*Page extract*.
##############################

As you probably know, studies now show that social media makes people measurably less happy. This is true across cultures, ages and national boundaries. Since the advent of the smartphone, rates of teen depression and suicide have surged. Despite its hyperbolic title, last month’s feature in The Atlantic “Have Smartphones Destroyed a Generation?” was a carefully researched appraisal of the overwhelming evidence that social media are destructive to mental health. You should read it. With a stiff drink in your hand.

People often celebrate the human imagination as if it’s purely a blessing, but the imagination is also the source of our nightmares. Facebook usually stimulates the worst of it. Envy, for example. Also blind political rage. Feelings that thrive in a space of active, but emotionally stunted, imagination. These emotions are all isolating, which helps explain the seemingly counterintuitive fact that researchers find that people become lonelier when they’re connected to their community constantly through social media.

The kindest imaginative power is empathy, but it’s a strenuous emotion that requires work—and Facebook’s limited, isolating emotional palette, with its endless scroll of personal updates and opinions, is not well suited to it.

But fiction is. Studies also show that reading and writing fiction—particularly nuanced and artful fiction—increases empathy. Readers actually demonstrate a temporary improved ability to imagine what’s happening in other people’s minds. The effect is even more pronounced for authors, since they have to do the initial heavy imagining before the story finds completion in the mind of a reader.

##############################

*Extracted entries*.
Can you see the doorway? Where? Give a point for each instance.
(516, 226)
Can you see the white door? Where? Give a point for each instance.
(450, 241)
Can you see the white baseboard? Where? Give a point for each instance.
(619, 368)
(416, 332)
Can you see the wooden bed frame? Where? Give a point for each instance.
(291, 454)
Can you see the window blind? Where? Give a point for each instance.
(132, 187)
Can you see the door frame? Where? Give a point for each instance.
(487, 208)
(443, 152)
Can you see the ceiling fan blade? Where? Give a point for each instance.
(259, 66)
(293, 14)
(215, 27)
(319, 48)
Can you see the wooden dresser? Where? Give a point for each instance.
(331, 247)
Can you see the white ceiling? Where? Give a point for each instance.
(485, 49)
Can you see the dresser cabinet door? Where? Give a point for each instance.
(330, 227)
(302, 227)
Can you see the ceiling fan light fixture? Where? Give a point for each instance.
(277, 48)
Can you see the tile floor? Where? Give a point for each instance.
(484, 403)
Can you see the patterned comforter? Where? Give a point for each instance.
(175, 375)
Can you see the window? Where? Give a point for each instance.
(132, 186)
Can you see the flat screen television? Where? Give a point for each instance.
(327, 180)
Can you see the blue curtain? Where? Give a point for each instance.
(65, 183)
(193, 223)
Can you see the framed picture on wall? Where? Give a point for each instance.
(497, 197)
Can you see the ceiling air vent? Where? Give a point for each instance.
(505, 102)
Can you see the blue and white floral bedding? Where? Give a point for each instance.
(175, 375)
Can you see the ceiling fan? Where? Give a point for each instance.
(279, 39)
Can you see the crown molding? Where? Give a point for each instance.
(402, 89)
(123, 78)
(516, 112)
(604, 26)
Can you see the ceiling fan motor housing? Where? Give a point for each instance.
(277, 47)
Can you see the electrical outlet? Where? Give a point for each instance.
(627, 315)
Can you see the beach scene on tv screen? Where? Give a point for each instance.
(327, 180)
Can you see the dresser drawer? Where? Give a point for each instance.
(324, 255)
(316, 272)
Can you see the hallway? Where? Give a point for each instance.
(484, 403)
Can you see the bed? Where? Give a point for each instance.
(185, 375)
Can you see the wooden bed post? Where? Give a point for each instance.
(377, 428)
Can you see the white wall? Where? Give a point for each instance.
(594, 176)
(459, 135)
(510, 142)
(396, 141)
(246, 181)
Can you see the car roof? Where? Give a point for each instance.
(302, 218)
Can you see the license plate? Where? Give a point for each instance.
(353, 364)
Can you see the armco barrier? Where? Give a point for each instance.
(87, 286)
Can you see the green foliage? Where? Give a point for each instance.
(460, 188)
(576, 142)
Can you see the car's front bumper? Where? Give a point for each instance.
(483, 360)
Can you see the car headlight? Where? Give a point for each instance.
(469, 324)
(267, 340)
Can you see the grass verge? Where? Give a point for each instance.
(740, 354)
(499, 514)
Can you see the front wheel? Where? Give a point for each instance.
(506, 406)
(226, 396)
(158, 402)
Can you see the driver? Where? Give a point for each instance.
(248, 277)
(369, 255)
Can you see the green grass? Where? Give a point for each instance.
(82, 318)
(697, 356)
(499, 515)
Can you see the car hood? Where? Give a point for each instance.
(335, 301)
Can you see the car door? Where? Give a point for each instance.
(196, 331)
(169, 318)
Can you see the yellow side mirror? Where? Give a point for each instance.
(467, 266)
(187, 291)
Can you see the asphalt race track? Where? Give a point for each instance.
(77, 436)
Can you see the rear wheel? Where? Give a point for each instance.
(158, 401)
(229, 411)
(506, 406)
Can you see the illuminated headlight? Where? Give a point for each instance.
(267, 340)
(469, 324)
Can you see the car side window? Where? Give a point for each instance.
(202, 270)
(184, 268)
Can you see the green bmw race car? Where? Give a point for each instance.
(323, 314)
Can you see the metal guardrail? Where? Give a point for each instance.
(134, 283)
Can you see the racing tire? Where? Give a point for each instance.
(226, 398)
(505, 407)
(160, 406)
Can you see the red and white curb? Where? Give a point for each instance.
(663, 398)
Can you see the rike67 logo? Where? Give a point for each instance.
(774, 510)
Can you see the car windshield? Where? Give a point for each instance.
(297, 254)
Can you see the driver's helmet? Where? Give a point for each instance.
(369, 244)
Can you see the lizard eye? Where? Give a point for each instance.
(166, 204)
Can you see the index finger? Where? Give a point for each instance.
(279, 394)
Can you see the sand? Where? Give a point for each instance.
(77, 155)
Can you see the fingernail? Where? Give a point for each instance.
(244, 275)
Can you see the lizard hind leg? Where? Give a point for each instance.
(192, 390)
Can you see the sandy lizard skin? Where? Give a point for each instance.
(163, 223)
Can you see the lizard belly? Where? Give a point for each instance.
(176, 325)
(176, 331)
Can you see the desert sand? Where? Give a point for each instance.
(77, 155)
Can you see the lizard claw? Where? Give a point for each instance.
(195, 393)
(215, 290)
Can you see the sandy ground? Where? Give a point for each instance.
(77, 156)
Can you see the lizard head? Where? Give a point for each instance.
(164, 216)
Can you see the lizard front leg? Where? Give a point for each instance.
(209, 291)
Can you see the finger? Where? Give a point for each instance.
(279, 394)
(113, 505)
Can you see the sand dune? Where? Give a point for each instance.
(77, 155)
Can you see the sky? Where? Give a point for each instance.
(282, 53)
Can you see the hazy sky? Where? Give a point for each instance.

##############################

*Written tasks*.
1. Reproduce word for word the part of the passage on social media and fiction starting at "People often celebrate" and ending at "suited to it.".
2. Select every line of the rows that contains the string "lizard", with case counting.
The rows have no connection to the passage on social media and fiction.

*Solved problems*.
1.
People often celebrate the human imagination as if it’s purely a blessing, but the imagination is also the source of our nightmares. Facebook usually stimulates the worst of it. Envy, for example. Also blind political rage. Feelings that thrive in a space of active, but emotionally stunted, imagination. These emotions are all isolating, which helps explain the seemingly counterintuitive fact that researchers find that people become lonelier when they’re connected to their community constantly through social media.

The kindest imaginative power is empathy, but it’s a strenuous emotion that requires work—and Facebook’s limited, isolating emotional palette, with its endless scroll of personal updates and opinions, is not well suited to it.

2.
Can you see the lizard eye? Where? Give a point for each instance.
Can you see the lizard hind leg? Where? Give a point for each instance.
Can you see the sandy lizard skin? Where? Give a point for each instance.
Can you see the lizard belly? Where? Give a point for each instance.
Can you see the lizard claw? Where? Give a point for each instance.
Can you see the lizard head? Where? Give a point for each instance.
Can you see the lizard front leg? Where? Give a point for each instance.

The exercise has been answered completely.